Study questions:
[1] Answer these from the passage on Joseph Merrick:
(a) What could affluent, bored people tour in the eighteenth and nineteenth centuries?
(b) In what year was Joseph Merrick born?
(c) What were Merrick's disfigurations blamed on?
[2] Extend the passage about Joseph Merrick, picking up after its last sentence.

Passage shown:
################

One of the less appealing aspects of our culture is its fondness for pointing and staring at those who are different. The eighteenth and nineteenth centuries took this further: if you were affluent and bored, you could take a tour of a lunatic asylum. It was a bit like going to the zoo, but with people as your subjects. Sometimes, the people came to you.
Joseph Merrick was born in 1862, an average-looking baby. During early childhood, his body began to change: his lips swelled, his skin thickened and developed a loose, lumpy appearance, and he grew a lump of bone on his forehead. As he grew up, his right hand and both feet swelled and a childhood accident to his hip left him permanently lame. He had to sleep sitting up, because of the size of his head, and his swollen lips made it very difficult for him to speak clearly. Merrick’s disfigurations were blamed on an accident his mother had while pregnant, in which she was frightened by a fairground elephant.

################

Study material:
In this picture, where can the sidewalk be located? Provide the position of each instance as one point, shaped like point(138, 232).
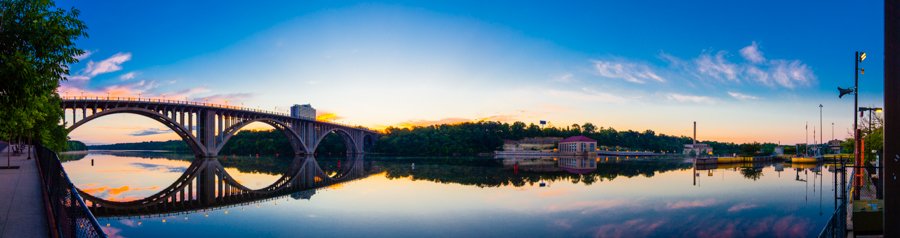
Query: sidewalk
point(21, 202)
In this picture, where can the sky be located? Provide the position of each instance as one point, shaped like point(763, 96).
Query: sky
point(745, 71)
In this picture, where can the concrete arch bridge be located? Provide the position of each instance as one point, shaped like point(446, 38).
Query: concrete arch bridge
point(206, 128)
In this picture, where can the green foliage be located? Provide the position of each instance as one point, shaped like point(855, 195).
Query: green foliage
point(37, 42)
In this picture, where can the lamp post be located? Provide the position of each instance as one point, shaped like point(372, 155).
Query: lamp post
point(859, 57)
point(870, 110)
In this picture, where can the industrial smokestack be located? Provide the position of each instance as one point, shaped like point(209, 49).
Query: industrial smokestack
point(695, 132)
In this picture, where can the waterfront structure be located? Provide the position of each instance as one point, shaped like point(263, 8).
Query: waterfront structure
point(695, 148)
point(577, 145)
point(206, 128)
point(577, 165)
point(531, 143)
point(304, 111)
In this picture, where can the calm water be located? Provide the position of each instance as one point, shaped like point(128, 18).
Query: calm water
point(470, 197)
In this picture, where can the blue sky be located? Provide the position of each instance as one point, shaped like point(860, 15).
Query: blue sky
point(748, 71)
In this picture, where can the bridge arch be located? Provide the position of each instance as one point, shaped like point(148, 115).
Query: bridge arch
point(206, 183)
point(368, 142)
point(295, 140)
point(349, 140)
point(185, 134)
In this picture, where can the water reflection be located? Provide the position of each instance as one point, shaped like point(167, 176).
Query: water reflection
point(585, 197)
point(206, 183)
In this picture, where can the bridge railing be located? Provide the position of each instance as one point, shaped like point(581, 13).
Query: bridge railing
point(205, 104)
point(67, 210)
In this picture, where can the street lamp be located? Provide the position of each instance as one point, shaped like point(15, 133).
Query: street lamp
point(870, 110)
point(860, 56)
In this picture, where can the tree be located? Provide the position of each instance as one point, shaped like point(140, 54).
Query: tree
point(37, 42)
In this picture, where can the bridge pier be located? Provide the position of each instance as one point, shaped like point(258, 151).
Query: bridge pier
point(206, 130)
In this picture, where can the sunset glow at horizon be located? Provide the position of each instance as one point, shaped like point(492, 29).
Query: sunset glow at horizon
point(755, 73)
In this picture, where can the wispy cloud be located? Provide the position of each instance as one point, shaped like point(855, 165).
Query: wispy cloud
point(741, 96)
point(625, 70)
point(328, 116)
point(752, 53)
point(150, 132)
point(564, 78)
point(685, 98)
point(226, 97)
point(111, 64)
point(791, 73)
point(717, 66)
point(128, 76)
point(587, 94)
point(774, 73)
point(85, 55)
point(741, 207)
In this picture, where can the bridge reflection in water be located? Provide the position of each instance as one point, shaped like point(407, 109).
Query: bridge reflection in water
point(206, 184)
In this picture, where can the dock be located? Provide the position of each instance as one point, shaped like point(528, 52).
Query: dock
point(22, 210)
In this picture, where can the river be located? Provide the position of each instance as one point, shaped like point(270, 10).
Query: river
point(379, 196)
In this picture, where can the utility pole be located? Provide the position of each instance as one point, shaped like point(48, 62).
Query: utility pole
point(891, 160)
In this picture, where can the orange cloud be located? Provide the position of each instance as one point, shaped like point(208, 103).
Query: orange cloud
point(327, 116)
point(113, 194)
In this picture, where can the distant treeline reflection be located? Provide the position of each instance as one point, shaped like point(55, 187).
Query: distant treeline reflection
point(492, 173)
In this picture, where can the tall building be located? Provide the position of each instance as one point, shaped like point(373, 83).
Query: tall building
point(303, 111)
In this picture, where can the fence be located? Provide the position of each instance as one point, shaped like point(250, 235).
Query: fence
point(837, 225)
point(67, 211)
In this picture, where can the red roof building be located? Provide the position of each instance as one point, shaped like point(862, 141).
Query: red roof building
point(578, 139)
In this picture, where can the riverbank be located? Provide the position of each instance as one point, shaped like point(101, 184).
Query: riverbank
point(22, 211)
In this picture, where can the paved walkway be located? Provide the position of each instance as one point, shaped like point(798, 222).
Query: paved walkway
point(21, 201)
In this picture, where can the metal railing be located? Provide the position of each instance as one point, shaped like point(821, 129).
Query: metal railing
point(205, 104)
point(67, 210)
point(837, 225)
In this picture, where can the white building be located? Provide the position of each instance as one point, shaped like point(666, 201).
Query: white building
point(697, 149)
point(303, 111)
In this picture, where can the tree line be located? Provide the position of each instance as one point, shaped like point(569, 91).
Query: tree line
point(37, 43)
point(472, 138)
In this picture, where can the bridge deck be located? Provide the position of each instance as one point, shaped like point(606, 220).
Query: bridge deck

################

Written answers:
[1]
(a) A lunatic asylum.
(b) 1862.
(c) An accident his mother had while pregnant, when a fairground elephant frightened her.

[2]
Merrick tried different jobs, but he wasn’t dexterous enough for factory work and his speech difficulties and appearance frightened people. At the age of 17, rejected by his father and unable to support himself, he entered a local workhouse – an institution for the desperate. Workhouses were places of punishment and humiliation. Merrick had no desire to remain. After another failed attempt to find a job, he concluded that his best chance for survival lay in exhibiting himself as a freak. He found a manager and embarked on a tour that ended up in East London. While in London, he was examined and interviewed by a doctor called Frederick Treves.
These were the waning days of the human freak show. Shut down by London authorities, Merrick travelled to Brussels, where his manager stole his savings and abandoned him. Merrick made his way, with difficulty, back to England. Rediscovered by Treves (whose card Merrick carried), Merrick was taken to the London Hospital. Through a newspaper campaign, Treves arranged for him to live there permanently, funded by public donations. As a minor celebrity and tragic public figure, Merrick continued to receive visitors. He even made friends, and it was these human connections that most delighted him. He died, aged 27, of suffocation. Treves, who knew him best, theorized that he’d broken his neck by lying down to sleep, in an attempt to be more like an ordinary person.
Joseph Merrick’s life was a succession of tragedies. It was also a series of utterly practical decisions by a man intent on achieving some level of independence. That he achieved it by trading on his grotesque appearance makes him one of the most interesting reluctant spectacles of his age.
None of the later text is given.